— START OF The data —

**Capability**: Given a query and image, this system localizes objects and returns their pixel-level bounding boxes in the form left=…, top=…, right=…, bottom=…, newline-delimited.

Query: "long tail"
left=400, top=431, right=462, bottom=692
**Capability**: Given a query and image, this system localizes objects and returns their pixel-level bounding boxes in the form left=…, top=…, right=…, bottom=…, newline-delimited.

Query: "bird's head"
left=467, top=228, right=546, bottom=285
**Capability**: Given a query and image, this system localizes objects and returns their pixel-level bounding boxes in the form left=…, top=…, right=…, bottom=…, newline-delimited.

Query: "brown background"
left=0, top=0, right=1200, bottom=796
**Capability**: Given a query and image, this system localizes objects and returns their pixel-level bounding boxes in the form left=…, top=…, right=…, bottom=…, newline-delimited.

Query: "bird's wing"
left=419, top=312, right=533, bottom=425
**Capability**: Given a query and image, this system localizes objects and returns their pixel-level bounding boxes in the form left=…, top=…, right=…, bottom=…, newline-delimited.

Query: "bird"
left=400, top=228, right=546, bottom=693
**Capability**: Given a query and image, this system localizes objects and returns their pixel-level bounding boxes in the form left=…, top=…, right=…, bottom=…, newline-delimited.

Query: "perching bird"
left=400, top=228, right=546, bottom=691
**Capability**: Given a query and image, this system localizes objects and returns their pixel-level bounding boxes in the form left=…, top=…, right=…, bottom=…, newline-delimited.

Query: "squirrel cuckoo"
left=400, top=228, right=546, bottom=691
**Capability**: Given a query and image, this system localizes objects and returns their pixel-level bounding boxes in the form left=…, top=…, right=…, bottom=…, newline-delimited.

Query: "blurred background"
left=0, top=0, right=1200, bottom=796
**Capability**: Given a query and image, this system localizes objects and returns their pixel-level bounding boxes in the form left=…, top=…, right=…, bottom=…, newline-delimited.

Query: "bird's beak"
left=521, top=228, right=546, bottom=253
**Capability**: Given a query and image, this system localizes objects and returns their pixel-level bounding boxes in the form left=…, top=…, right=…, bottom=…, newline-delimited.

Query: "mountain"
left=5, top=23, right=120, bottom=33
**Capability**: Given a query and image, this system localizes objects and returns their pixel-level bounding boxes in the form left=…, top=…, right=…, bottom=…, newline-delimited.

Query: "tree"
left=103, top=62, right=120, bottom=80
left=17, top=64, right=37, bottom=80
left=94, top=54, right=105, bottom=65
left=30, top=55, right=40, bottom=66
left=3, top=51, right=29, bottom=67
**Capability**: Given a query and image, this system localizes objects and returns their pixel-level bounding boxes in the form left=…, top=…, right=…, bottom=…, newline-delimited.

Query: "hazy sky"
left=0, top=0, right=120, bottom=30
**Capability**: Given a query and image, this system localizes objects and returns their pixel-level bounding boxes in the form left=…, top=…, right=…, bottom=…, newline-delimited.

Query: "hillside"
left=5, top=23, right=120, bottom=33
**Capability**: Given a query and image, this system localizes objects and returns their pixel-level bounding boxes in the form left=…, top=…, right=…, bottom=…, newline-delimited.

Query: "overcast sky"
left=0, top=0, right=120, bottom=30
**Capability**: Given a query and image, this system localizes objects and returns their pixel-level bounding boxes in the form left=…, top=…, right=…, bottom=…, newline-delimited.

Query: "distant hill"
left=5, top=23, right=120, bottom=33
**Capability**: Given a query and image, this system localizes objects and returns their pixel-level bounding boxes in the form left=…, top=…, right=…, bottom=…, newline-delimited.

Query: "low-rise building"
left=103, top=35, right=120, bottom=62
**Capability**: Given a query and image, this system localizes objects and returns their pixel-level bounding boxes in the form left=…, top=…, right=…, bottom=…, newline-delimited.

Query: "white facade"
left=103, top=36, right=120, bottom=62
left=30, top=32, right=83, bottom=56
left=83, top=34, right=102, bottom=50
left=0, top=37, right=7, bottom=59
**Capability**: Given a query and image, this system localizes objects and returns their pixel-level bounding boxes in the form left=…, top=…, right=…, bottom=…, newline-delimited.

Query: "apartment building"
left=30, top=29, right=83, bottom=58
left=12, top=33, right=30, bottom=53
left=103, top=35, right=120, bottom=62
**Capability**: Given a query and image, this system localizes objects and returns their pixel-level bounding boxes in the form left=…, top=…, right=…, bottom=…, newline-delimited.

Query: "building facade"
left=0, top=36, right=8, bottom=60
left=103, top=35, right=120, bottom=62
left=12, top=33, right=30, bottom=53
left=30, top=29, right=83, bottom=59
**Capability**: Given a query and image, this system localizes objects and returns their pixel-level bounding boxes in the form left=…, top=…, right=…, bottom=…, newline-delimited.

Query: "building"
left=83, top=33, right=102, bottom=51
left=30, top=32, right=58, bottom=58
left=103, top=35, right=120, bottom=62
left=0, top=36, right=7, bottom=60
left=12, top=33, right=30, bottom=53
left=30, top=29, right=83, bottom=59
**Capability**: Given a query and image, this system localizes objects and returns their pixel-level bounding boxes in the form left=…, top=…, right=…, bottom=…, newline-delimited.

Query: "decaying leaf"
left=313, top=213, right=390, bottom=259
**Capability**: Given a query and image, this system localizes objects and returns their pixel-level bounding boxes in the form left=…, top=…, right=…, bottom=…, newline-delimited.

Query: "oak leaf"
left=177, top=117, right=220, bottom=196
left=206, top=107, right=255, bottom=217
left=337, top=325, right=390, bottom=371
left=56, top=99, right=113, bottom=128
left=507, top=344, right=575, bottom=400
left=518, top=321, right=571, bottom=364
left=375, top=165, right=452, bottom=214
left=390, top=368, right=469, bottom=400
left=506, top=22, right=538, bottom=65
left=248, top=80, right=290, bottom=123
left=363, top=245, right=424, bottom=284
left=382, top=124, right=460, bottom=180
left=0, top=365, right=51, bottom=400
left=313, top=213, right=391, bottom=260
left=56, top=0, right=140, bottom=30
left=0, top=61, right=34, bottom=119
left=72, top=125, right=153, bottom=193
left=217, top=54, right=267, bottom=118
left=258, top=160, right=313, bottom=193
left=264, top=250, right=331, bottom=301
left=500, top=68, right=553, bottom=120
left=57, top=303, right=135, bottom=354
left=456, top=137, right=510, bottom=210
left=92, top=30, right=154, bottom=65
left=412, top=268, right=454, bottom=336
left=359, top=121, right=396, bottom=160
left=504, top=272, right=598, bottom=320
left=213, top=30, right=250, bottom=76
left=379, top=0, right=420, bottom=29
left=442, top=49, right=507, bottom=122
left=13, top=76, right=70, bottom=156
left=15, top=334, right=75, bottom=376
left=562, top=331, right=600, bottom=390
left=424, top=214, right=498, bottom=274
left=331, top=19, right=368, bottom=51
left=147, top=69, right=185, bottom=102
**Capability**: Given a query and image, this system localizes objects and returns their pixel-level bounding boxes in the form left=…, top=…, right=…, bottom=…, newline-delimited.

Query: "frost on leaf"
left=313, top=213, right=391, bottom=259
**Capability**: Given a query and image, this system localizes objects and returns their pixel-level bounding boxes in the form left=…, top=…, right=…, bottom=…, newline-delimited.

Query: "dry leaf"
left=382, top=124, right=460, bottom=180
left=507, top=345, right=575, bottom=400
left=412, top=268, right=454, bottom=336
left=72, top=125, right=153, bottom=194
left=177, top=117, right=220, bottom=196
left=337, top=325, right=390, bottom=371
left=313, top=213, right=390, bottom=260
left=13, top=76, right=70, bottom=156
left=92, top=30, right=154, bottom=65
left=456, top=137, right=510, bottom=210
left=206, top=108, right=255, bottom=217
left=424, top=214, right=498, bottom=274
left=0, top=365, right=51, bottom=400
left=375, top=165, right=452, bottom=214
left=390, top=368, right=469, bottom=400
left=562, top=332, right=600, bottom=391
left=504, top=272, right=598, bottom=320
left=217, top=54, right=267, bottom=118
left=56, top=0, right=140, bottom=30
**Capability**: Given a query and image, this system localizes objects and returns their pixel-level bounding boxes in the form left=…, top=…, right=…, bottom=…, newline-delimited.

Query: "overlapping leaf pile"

— END OF The data —

▸ **To be done**: Write out the records word for word, from the very first line down to the line containing "left=419, top=312, right=533, bottom=425", with both of those lines included.

▸ **Correct output**:
**Capability**: Given a query and image, this system localizes objects and returns their pixel-level bounding boxes in the form left=…, top=…, right=…, bottom=…, newline-delimited.

Query: "long tail"
left=400, top=431, right=462, bottom=692
**Capability**: Given a query and image, this system localizes objects and returns their pixel-level bounding boxes in the form left=…, top=…, right=…, bottom=…, newline-delimited.

Query: "bird's head"
left=467, top=228, right=546, bottom=285
**Capability**: Given a query and image, this system localizes objects and returns their pixel-level bounding boxes in the form left=…, top=…, right=…, bottom=…, newline-delimited.

Query: "brown background"
left=0, top=0, right=1200, bottom=796
**Capability**: Given a query and image, this system localizes objects and returns their pixel-level bounding boxes in the form left=…, top=…, right=…, bottom=…, newline-delimited.

Query: "bird's wing"
left=419, top=312, right=533, bottom=425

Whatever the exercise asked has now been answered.